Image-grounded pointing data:
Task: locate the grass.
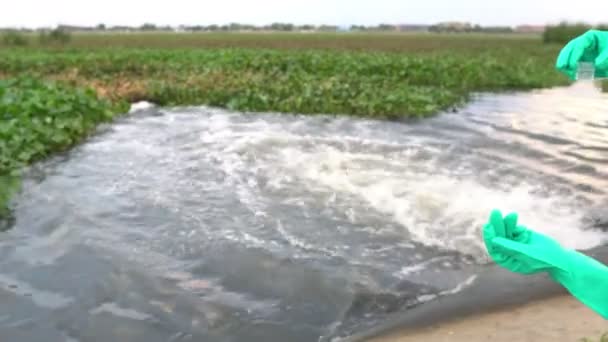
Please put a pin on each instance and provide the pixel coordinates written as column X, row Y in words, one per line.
column 372, row 75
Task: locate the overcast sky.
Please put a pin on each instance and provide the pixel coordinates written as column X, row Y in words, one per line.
column 36, row 13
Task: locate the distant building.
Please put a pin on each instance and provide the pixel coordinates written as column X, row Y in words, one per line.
column 452, row 26
column 530, row 29
column 412, row 28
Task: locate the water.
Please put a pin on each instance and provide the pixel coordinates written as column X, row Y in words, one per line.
column 196, row 224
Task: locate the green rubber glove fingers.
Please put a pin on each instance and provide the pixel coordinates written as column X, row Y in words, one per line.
column 516, row 248
column 525, row 251
column 592, row 46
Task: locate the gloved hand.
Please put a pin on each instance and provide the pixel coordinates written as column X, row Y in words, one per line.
column 521, row 250
column 592, row 46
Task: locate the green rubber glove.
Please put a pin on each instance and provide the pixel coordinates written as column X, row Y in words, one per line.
column 592, row 46
column 524, row 251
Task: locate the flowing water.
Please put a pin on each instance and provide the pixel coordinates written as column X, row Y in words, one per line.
column 198, row 224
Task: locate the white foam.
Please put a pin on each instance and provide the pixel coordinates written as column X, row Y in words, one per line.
column 142, row 105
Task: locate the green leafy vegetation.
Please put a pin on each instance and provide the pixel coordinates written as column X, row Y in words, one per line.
column 14, row 38
column 38, row 118
column 58, row 88
column 314, row 80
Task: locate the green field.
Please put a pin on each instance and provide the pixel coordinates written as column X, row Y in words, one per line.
column 371, row 75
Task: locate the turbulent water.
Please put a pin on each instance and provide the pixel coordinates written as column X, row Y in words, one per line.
column 197, row 224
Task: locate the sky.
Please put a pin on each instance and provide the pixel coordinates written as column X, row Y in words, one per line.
column 45, row 13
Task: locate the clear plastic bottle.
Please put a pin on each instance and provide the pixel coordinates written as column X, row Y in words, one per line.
column 585, row 71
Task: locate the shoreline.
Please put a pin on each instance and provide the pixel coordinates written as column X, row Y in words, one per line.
column 494, row 290
column 560, row 318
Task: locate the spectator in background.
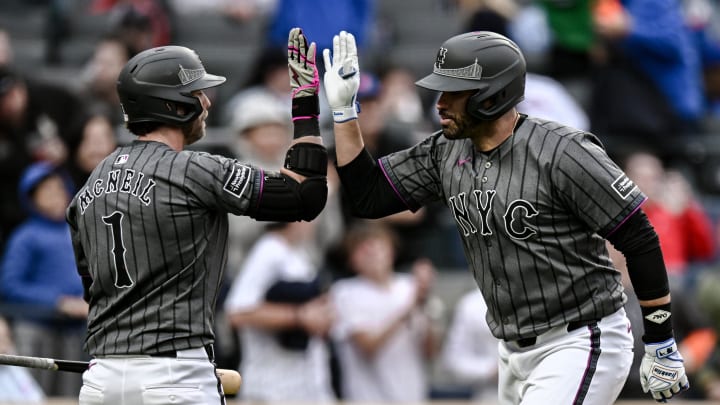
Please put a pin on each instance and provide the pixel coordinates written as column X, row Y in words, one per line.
column 545, row 97
column 282, row 315
column 321, row 20
column 401, row 100
column 99, row 77
column 261, row 126
column 573, row 45
column 37, row 122
column 649, row 85
column 470, row 352
column 708, row 376
column 269, row 76
column 6, row 51
column 17, row 385
column 683, row 226
column 382, row 334
column 38, row 277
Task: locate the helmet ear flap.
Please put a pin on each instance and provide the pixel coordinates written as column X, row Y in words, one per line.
column 474, row 104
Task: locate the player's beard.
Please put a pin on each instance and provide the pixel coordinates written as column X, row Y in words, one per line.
column 461, row 126
column 194, row 131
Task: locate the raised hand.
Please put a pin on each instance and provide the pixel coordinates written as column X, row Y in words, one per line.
column 304, row 77
column 662, row 372
column 342, row 77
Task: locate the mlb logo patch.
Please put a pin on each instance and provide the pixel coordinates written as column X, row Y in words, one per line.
column 121, row 160
column 623, row 186
column 237, row 180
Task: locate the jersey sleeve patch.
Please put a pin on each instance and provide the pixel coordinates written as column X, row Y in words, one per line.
column 238, row 180
column 623, row 186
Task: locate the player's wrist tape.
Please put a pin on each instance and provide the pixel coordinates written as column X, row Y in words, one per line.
column 305, row 111
column 657, row 322
column 347, row 113
column 305, row 107
column 307, row 159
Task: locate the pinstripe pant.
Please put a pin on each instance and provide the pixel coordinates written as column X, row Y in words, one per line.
column 588, row 365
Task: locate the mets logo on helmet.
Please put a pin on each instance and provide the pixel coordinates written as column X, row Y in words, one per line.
column 441, row 57
column 188, row 76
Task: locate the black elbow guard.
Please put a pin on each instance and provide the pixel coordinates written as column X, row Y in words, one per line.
column 308, row 159
column 284, row 199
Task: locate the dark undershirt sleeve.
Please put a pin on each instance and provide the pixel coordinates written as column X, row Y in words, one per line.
column 369, row 191
column 637, row 241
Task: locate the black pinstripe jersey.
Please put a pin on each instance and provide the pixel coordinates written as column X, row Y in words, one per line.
column 533, row 214
column 150, row 228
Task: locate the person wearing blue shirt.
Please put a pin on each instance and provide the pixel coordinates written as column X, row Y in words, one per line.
column 40, row 288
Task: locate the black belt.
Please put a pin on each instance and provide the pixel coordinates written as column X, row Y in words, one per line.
column 173, row 353
column 574, row 325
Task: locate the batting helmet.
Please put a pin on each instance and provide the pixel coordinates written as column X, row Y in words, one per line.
column 156, row 80
column 482, row 60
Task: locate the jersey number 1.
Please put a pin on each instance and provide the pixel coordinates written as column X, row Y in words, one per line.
column 122, row 276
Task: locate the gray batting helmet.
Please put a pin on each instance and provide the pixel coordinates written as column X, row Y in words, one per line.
column 482, row 60
column 158, row 76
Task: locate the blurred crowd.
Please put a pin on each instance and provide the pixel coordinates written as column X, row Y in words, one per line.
column 377, row 325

Requirement >> Reproduce the records word for word, please, from their first line up to and including the line that contains "Task: locate the distant building.", but no pictures.

Response area >>
Task: locate the grass.
Please put a pin on each instance and provide the pixel coordinates written as column X, row Y in words, one per line.
column 372, row 75
Task: locate the overcast sky.
Please put a pin on each instance and provide the pixel coordinates written as column X, row Y in words, one per line.
column 36, row 13
Task: locate the distant building.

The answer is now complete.